>> start Data entries
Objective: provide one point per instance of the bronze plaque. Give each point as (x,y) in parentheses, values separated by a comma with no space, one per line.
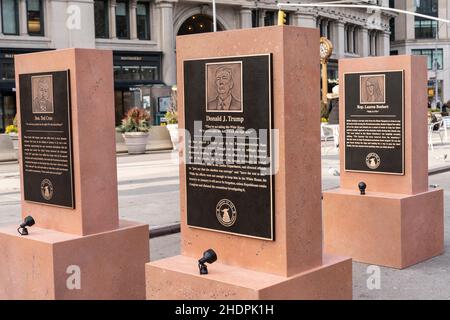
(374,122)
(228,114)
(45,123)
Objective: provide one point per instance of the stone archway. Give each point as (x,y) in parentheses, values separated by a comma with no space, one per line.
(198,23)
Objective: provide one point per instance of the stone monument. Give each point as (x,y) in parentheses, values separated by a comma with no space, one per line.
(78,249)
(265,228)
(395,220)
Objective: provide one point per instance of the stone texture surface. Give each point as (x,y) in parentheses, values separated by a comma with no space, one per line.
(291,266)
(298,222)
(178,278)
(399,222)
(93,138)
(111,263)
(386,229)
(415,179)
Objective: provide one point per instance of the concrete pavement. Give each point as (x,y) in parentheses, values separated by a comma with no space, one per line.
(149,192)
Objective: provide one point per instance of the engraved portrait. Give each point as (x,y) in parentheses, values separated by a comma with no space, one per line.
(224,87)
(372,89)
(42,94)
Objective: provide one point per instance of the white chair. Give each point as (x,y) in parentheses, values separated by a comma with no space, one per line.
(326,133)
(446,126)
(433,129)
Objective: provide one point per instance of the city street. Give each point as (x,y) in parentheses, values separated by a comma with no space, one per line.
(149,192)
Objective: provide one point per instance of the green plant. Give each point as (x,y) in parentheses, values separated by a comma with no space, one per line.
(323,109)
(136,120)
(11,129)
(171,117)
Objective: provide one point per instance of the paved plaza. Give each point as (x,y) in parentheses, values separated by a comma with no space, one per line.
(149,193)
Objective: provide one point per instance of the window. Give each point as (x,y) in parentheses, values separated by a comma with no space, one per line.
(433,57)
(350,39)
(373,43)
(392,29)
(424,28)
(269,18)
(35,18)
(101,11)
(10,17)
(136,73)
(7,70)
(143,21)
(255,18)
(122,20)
>> end Data entries
### Objective
Edit the listing above by replacing every "Objective" with "Goal", keeping everything else the same. Leave the pictures out of your answer.

### Written answer
Goal: provide one point per instance of the bronze plaque. Give each point as (x,y) in parentheses, values separated by a comma with no space, one per line.
(374,122)
(228,114)
(45,123)
Goal: provide one point per instance of the stone archway. Give each point as (x,y) in parentheses, values separated by a comma with no space, one per line.
(198,23)
Goal: provide one point per instance of the stone monument. Give each point as (x,y) in parentheses, values separated by a comma with no space, one per line.
(78,249)
(265,228)
(395,220)
Goal: provide one point per instance of the stone texture surface. Give each point as (x,y) in parentheses, values separated by a comma with no space, one per line.
(291,266)
(298,222)
(178,278)
(399,222)
(93,138)
(111,263)
(386,229)
(415,179)
Goal: provide one point per instance of the concrete pavement. Give each point as (x,y) in parentheses, values separated by a comma with no space, one per line.
(149,192)
Goal: provide one point per instance of the engraved portrait. Give each point as (x,y) in parentheses, values separated by a comma with no space, one per line.
(224,87)
(372,89)
(42,94)
Goal: provide one point per instance of the white chair. Give each point as (x,y) in parentheses, values separated by a comma with no space, one per line.
(326,133)
(446,126)
(433,129)
Goal: provide one point per instance of the city street. Give each point as (x,y) in parentheses, values separated by a comma with no space, one per line.
(149,192)
Goal: provide one point per instance of the green plant. Give each point as (x,y) in parentheses, values separated by a comma with no space, one per line.
(323,109)
(136,120)
(11,129)
(171,117)
Goal: provide one point per instance of the paved plaza. Give each point as (x,y) in parentheses, values separated by a comma with no space, one per line.
(149,193)
Goal: provide one point per instance of the window. Give each point as (x,y) in parentheses, values separated by a comma with no space, one per line.
(433,57)
(350,39)
(373,43)
(392,29)
(424,28)
(269,18)
(35,18)
(101,11)
(10,17)
(136,73)
(7,70)
(143,21)
(255,18)
(122,20)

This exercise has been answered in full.